| Exercise set |
1) In the article on homemade-style factory food, translate the sentence "Consumers are a contrary lot." into Spanish.
2) In the article on homemade-style factory food, rewrite the part that opens with the words containing "Consumers are a" and closes with "analyst Alex Beckett.", changing "convenience food" to "ready meals".

:: Excerpted text ::

Homemade in the factory
7 Oct 2014
Food processors have traditionally sought to manufacture products that are consistent in both taste and appearance. However, market demand for food with a more authentic and homemade feel is pushing companies to develop new production techniques.
Consumers are a contrary lot. They love convenience food when they are ‘too busy’ to cook from scratch and they are so value-driven that they are forcing manufacturers and retailers into a never-ending race to drive down costs.
Yet at the same time one in two people doubt the food industry’s ability to meet the most basic requirement of selling food that is safe to eat, says Mintel senior food analyst Alex Beckett.
Only half of adults feel the UK food industry provides food that is safe to eat
Mintel analyst Alex Beckett
“That food should not be harmful should be one of the most basic of consumer expectations, yet only half of adults feel the UK food industry provides food that is safe to eat, signalling a widespread breakdown of trust in the agri-food chain,” he says.

:::
:: Material supplied ::

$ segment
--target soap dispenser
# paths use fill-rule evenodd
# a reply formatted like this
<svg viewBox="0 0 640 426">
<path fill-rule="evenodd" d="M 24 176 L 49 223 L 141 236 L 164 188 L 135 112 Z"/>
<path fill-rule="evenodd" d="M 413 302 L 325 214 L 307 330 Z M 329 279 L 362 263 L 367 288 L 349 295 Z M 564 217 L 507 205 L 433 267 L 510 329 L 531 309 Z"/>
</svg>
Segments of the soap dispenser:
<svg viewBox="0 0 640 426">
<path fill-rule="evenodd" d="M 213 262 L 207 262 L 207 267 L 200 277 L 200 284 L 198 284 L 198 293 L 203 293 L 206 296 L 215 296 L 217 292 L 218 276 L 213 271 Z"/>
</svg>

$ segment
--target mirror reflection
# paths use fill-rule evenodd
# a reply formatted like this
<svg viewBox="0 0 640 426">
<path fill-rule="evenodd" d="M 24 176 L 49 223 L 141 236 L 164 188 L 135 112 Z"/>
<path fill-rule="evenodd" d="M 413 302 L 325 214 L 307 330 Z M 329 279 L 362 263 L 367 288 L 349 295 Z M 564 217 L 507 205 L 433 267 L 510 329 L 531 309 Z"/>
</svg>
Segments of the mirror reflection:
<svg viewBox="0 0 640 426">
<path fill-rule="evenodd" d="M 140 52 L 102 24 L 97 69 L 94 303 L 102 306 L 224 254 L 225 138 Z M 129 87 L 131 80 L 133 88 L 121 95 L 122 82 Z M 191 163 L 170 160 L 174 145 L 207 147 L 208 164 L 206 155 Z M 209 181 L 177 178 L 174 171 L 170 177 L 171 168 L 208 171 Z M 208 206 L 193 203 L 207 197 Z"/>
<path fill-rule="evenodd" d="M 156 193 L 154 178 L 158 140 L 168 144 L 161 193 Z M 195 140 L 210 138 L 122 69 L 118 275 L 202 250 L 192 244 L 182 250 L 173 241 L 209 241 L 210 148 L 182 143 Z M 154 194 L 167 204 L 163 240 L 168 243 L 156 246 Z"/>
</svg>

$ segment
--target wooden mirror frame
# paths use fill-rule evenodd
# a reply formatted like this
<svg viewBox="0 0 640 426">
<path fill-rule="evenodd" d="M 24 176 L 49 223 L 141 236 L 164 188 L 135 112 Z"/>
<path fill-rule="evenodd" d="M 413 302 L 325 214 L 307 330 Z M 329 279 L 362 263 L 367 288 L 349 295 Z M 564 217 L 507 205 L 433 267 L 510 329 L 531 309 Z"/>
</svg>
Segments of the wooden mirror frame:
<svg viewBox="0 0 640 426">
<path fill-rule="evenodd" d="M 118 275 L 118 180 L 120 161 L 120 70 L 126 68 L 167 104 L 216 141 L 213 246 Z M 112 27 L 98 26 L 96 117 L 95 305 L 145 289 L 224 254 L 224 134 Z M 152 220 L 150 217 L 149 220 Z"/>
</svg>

:::

| Responses in order |
1) Los consumidores son un grupo contradictorio.

2)
Consumers are a contrary lot. They love ready meals when they are ‘too busy’ to cook from scratch and they are so value-driven that they are forcing manufacturers and retailers into a never-ending race to drive down costs.
Yet at the same time one in two people doubt the food industry’s ability to meet the most basic requirement of selling food that is safe to eat, says Mintel senior food analyst Alex Beckett.